What is asked:
A – From the vampire festival call for papers, output the passage that begins at the words "CFP: International Vampire" and stops after the words "The Laughing Dead)", copied exactly.
B – According to the vampire festival call for papers, who is the keynote speaker?

Page extract:

## start

Archive for October, 2016

CFP: International Vampire Film and Arts Festival, 25-27 May 2017, Transylvania, Romania

October 20, 2016

INTERNATIONAL VAMPIRE FILM AND ARTS FESTIVAL
http://www.ivfaf.com

CALL FOR PAPERS
The second annual International Vampire Film and Arts Festival will take place in Sighisoara in Transylvania, Romania, on May 25th ‐ 28th 2017.
Theme: VAMPIRES ON SCREEN: Life, Death, and Immortality
Curating University: EMERSON
Keynote Speaker: Cynthia J. Miller (Undead in the West, Horrors of War, The Laughing Dead)

This call for papers is for scholars interested in presenting their work in the academic symposium that runs alongside the Festival (in association with Emerson College).
From the silent era to the present day, cinematic vampires have menaced, critiqued, and entertained the living. From sexuality to race, and political‐economy to personal violence,
vampires have reflected our existential struggles as well as our everyday lives, Lending themselves to not only horror, but a wide range of genre mash‐ups and hybrids as well,
they can be found in cities and suburbs, battlefields and college campuses, the Wild West and quaint New England towns. As vampire narratives and tropes shift and evolve in
motion pictures, how do we continue to interpret their roles and functions? What do cinematic vampires—as familiar foils, monstrous Others, and cultural commentators—
bring to our theaters and homes when we invite them in? This session invites papers exploring the many forms and visions of the vampire on screen, from Nosferatu through the present day. Papers will be selected to broadly represent eras, fields of critical inquiry, and the cinematic and cultural evolution of vampire.

## end

Recorded data:
## start

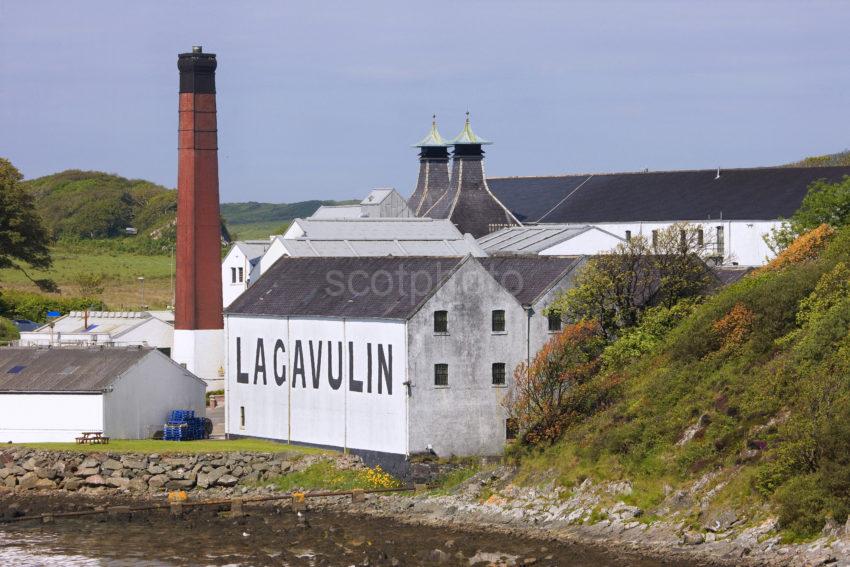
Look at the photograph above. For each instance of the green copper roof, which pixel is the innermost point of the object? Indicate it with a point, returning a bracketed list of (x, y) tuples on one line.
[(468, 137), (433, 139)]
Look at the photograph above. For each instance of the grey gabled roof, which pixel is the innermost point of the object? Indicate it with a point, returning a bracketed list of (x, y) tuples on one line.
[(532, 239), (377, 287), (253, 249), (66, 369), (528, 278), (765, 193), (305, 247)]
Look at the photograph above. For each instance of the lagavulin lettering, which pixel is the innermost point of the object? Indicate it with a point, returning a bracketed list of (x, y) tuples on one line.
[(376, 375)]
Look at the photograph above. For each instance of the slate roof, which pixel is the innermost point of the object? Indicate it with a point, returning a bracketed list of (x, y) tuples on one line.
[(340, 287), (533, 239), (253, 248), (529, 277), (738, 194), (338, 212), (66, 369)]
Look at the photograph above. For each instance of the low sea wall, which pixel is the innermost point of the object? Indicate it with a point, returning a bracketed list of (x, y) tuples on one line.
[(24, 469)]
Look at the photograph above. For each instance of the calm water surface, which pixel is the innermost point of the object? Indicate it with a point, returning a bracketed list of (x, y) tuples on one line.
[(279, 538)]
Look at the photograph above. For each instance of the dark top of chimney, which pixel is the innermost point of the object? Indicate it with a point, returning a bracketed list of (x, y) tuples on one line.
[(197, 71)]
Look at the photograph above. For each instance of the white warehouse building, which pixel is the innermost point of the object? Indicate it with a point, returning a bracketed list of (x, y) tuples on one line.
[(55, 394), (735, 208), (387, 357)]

## end

Exercise responses:
A –
CFP: International Vampire Film and Arts Festival, 25-27 May 2017, Transylvania, Romania

October 20, 2016

INTERNATIONAL VAMPIRE FILM AND ARTS FESTIVAL
http://www.ivfaf.com

CALL FOR PAPERS
The second annual International Vampire Film and Arts Festival will take place in Sighisoara in Transylvania, Romania, on May 25th ‐ 28th 2017.
Theme: VAMPIRES ON SCREEN: Life, Death, and Immortality
Curating University: EMERSON
Keynote Speaker: Cynthia J. Miller (Undead in the West, Horrors of War, The Laughing Dead)

B – Cynthia J. Miller